◆ **Extract provided**
-- -- --

- Venue: Lima Convention Centre
- Dates: August 5
- Competitors: 18 from 10 nations

Medalists
| Gold medal | Lee Kiefer | United States |
| Silver medal | Jessica Guo | Canada |
| Bronze medal | Bia Bulcão | Brazil |
| Bronze medal | Eleanor Harvey | Canada |

= Fencing at the 2019 Pan American Games – Women's foil =

The women's foil competition of the fencing events at the 2019 Pan American Games was held on August 5 at the Lima Convention Centre.

The foil competition consisted of a qualification round followed by a single-elimination bracket with a bronze medal match between the two semifinal losers. Fencing was done to 15 touches or to the completion of three three-minute rounds if neither fencer reached 15 touches by then. At the end of time, the higher-scoring fencer was the winner; a tie resulted in an additional one-minute sudden-death time period. This sudden-death period was further modified by the selection of a draw-winner beforehand; if neither fencer scored a touch during the minute, the predetermined draw-winner won the bout.

-- -- --

◆ **Exercise tasks**
- a) Name every fencer who won a medal in the women's foil text, in the order they appear.
- b) Reproduce the women's foil text word for word, starting at "The foil competition" and ending at "won the bout.".

◆ **Record set**
-- -- --

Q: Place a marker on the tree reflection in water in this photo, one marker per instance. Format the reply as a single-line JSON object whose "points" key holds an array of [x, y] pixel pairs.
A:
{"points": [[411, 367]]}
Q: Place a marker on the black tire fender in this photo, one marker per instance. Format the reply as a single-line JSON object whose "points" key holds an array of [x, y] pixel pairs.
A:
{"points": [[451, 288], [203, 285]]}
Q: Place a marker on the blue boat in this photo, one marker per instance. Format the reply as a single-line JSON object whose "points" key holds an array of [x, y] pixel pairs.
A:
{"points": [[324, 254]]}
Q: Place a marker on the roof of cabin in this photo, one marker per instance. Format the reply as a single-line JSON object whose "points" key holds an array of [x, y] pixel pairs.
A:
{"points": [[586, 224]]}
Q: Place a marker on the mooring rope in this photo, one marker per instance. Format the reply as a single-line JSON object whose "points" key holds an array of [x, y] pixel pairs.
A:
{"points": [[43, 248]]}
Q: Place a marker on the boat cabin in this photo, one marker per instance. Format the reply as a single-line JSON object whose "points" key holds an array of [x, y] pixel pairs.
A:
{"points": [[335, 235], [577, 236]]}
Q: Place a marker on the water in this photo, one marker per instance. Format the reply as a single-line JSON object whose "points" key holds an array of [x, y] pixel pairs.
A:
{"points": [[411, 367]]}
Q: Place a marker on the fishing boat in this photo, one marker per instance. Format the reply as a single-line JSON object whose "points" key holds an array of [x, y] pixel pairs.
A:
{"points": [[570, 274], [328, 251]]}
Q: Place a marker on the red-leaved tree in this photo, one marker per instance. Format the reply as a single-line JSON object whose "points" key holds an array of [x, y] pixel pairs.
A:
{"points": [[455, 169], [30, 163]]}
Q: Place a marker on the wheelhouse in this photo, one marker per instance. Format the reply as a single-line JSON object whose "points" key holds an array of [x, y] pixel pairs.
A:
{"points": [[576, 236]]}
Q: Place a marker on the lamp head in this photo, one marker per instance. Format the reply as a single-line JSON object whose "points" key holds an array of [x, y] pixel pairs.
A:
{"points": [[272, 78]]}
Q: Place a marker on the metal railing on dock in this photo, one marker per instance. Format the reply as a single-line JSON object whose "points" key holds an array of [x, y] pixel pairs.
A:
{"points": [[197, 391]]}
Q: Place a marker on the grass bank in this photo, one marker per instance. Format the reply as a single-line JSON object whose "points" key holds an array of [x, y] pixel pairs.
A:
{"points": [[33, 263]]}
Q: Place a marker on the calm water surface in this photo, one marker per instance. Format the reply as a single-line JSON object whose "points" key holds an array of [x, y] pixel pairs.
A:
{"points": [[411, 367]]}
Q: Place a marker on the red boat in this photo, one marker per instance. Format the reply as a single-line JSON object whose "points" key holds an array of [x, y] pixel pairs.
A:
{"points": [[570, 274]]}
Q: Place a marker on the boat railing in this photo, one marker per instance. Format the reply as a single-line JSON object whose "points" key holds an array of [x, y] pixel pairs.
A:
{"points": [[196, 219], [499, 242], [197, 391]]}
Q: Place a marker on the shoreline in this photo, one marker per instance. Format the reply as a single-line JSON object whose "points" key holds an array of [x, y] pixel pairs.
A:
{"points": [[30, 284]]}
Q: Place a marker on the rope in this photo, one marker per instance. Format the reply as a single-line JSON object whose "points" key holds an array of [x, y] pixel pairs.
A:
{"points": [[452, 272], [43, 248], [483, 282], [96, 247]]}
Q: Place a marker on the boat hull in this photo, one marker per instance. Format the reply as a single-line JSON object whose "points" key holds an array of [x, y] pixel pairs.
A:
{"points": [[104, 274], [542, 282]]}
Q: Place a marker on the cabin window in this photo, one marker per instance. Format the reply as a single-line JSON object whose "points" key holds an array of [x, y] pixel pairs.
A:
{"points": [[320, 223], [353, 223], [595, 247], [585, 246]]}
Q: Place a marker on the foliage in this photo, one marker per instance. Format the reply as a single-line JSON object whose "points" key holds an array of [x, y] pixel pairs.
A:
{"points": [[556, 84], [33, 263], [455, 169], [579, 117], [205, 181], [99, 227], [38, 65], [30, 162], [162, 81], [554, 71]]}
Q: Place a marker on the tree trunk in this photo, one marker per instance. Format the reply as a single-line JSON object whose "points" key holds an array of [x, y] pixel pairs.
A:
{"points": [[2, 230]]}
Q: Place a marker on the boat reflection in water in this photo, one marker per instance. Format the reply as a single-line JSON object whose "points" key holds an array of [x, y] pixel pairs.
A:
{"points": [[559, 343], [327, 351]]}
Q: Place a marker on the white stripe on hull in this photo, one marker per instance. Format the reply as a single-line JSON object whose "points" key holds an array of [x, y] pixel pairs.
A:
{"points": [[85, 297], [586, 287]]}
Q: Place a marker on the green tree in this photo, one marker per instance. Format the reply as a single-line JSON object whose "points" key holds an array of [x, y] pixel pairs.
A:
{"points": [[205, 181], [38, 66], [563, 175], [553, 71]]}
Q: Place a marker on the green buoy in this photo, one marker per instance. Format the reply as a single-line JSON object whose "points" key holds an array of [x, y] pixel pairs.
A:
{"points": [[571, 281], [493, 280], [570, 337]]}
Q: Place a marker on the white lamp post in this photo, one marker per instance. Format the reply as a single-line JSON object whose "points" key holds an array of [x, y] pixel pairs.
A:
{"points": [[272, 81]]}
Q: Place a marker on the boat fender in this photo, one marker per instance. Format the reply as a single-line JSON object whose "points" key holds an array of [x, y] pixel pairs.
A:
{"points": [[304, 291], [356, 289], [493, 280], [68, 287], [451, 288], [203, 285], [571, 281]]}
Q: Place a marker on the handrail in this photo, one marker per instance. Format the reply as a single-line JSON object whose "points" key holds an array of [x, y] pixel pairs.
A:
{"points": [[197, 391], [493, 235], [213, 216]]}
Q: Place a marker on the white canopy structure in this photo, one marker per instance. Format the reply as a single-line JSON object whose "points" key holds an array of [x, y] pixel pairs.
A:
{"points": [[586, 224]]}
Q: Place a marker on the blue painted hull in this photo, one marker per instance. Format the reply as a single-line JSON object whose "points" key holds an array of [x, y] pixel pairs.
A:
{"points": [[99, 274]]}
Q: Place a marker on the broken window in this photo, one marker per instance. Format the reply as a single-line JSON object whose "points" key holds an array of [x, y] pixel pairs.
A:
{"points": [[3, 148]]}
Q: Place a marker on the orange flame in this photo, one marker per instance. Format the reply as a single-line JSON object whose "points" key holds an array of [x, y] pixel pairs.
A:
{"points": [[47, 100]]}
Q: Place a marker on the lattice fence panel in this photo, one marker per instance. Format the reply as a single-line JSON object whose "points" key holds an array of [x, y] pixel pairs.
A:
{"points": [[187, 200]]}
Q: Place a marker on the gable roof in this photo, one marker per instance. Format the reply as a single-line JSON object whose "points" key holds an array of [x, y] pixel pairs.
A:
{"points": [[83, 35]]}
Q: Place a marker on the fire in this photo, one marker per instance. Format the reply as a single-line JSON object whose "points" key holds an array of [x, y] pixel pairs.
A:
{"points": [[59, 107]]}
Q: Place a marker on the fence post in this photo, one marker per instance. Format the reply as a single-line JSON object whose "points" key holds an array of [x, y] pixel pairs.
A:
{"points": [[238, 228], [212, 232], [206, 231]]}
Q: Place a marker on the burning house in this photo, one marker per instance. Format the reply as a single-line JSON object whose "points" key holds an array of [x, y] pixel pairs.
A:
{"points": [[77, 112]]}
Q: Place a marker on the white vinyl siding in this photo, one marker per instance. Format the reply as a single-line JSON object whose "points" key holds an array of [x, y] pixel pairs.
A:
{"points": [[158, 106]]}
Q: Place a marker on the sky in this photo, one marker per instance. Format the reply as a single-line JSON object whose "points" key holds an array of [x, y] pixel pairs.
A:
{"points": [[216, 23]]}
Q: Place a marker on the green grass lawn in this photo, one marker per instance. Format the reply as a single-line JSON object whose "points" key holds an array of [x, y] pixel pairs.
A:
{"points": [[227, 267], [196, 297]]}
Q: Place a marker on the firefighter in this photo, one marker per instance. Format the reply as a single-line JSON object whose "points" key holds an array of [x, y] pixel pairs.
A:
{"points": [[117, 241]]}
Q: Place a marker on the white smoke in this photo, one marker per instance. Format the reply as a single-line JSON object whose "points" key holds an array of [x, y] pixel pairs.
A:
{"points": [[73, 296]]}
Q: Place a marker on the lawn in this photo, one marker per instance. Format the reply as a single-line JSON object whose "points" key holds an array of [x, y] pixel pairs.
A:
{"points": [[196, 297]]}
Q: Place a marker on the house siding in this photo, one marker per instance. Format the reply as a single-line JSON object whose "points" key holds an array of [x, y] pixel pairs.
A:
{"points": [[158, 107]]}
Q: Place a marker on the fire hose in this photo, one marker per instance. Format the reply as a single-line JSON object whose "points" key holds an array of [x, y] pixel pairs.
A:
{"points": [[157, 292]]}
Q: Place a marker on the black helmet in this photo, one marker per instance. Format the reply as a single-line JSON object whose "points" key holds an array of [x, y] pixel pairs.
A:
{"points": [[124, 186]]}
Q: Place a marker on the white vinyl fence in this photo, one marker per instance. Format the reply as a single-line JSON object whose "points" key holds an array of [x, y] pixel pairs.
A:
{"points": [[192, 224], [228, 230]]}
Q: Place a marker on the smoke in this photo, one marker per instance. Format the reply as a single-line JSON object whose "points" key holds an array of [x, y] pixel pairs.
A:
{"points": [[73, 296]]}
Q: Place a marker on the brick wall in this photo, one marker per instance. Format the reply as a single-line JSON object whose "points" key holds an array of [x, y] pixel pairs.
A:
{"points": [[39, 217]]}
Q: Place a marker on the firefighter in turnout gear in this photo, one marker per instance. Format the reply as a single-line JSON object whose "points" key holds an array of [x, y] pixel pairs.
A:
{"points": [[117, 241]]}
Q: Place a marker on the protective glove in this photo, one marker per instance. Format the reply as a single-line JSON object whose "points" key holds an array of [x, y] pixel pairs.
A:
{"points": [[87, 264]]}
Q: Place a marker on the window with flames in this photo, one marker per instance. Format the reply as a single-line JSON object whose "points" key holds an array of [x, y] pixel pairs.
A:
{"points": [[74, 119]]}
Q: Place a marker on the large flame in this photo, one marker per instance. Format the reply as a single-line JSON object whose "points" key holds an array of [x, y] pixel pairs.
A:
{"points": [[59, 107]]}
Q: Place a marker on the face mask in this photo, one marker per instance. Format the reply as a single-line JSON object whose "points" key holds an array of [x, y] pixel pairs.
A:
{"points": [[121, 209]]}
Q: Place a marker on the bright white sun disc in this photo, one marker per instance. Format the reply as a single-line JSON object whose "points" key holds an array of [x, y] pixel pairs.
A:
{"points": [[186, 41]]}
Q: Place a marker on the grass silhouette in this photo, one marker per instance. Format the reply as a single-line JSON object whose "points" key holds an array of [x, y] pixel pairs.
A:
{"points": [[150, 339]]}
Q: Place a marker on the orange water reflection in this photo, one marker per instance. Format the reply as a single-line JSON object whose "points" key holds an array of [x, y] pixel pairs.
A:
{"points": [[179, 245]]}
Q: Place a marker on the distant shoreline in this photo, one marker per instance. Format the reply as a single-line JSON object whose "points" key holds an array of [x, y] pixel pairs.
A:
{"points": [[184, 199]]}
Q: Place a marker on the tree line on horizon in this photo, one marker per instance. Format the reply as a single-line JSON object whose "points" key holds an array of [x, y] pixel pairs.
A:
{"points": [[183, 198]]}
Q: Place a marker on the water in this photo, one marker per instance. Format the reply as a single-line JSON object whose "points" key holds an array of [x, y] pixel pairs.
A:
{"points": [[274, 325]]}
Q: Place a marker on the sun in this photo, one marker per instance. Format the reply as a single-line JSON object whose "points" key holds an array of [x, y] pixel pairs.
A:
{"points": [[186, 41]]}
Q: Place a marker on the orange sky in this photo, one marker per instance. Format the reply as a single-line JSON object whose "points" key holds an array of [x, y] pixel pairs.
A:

-- -- --

◆ **Complete answers**
- a) Lee Kiefer, Jessica Guo, Bia Bulcão, Eleanor Harvey

- b)
The foil competition consisted of a qualification round followed by a single-elimination bracket with a bronze medal match between the two semifinal losers. Fencing was done to 15 touches or to the completion of three three-minute rounds if neither fencer reached 15 touches by then. At the end of time, the higher-scoring fencer was the winner; a tie resulted in an additional one-minute sudden-death time period. This sudden-death period was further modified by the selection of a draw-winner beforehand; if neither fencer scored a touch during the minute, the predetermined draw-winner won the bout.